Scan the material below for every line with the string "green", and copy those lines.
━━━━━ Data in this exercise
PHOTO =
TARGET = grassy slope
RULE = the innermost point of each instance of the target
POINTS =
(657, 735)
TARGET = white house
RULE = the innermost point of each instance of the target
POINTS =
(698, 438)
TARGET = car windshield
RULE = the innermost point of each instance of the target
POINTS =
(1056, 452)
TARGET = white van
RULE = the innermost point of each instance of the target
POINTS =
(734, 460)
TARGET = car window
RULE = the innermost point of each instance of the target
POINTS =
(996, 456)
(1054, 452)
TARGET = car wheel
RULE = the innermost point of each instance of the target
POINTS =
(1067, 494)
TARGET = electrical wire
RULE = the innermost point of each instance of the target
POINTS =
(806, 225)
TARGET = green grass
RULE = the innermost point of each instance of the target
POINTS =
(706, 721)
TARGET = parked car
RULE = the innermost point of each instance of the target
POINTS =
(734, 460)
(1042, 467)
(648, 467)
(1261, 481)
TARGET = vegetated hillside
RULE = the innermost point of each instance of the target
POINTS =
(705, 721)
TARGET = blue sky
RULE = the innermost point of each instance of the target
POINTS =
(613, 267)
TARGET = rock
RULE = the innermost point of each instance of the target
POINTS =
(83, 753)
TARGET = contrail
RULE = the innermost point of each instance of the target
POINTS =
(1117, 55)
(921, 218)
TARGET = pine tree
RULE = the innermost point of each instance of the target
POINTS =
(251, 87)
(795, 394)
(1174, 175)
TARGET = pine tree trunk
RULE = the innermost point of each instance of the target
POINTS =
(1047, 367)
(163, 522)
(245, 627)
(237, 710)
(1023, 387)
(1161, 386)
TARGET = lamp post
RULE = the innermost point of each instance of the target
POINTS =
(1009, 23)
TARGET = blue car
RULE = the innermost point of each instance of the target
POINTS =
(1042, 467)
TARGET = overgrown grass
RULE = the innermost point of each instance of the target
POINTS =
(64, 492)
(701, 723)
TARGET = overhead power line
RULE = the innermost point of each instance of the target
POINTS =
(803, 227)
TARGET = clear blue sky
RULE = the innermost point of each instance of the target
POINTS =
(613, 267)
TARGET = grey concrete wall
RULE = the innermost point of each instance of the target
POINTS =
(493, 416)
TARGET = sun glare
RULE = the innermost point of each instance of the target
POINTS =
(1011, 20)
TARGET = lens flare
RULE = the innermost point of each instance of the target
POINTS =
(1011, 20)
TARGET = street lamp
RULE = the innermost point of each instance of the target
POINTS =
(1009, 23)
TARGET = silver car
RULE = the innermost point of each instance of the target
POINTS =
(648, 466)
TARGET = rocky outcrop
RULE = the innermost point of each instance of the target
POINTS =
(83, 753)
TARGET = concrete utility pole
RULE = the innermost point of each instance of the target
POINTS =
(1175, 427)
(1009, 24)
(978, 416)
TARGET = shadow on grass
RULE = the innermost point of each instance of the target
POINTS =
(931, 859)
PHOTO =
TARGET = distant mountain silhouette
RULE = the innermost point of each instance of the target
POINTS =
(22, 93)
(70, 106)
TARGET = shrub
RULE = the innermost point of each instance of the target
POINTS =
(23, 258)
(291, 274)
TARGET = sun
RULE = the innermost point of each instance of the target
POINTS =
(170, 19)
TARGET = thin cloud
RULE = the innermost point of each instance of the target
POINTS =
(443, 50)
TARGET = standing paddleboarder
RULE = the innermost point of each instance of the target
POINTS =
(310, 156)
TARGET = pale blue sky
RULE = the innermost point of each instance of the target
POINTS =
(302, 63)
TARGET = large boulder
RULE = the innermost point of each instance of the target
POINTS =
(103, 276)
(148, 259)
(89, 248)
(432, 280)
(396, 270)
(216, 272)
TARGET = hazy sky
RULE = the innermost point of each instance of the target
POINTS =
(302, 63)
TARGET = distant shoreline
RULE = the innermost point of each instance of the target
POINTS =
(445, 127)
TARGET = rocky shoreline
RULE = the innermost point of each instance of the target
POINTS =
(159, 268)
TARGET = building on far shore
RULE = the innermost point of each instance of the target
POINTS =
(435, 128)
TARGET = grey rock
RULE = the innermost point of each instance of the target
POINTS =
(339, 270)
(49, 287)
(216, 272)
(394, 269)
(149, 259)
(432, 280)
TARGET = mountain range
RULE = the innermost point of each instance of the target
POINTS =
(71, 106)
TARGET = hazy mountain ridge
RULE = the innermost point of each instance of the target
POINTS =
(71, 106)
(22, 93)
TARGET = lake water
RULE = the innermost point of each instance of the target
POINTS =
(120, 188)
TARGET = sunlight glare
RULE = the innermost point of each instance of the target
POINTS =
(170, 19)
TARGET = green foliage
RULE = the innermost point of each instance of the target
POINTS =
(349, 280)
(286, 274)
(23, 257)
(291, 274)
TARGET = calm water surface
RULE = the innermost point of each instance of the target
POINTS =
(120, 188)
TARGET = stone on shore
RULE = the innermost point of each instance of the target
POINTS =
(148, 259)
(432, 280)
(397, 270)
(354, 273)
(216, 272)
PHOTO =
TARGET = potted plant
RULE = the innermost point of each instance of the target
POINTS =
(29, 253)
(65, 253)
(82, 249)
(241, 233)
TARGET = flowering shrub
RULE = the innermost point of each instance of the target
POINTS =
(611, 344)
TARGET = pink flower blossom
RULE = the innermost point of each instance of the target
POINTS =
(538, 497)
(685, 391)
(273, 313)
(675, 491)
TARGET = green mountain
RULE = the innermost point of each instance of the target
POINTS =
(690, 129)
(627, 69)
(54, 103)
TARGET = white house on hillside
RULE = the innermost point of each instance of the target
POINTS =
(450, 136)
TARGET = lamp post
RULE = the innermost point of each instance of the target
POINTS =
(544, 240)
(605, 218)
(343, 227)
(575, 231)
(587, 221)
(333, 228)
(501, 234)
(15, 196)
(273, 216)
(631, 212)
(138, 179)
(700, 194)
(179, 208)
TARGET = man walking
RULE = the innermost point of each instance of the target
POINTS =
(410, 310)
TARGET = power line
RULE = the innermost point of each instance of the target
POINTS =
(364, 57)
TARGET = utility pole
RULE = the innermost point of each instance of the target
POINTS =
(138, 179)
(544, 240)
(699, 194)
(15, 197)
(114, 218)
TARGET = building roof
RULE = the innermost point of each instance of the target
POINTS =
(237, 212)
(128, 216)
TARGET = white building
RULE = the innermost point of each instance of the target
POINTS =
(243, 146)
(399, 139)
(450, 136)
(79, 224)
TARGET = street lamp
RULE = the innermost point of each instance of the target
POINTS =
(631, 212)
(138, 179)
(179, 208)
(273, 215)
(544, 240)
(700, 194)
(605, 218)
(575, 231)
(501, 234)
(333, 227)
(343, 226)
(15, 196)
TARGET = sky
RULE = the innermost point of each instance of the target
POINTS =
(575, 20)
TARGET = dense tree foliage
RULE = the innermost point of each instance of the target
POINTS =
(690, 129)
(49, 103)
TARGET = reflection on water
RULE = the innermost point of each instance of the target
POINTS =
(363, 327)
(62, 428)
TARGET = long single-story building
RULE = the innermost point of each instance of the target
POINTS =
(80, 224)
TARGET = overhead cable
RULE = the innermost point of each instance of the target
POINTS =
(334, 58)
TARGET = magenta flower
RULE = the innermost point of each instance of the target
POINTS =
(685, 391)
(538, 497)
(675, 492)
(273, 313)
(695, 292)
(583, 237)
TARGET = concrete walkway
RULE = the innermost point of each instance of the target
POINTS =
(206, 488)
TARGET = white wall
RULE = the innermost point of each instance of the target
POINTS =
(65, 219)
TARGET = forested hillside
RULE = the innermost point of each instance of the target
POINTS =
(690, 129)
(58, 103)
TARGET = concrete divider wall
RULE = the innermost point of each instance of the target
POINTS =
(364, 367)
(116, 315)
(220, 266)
━━━━━━━━━━
■ **Result of the exercise**
TARGET = green grass
TARGET = green foliage
TARGET = green mountain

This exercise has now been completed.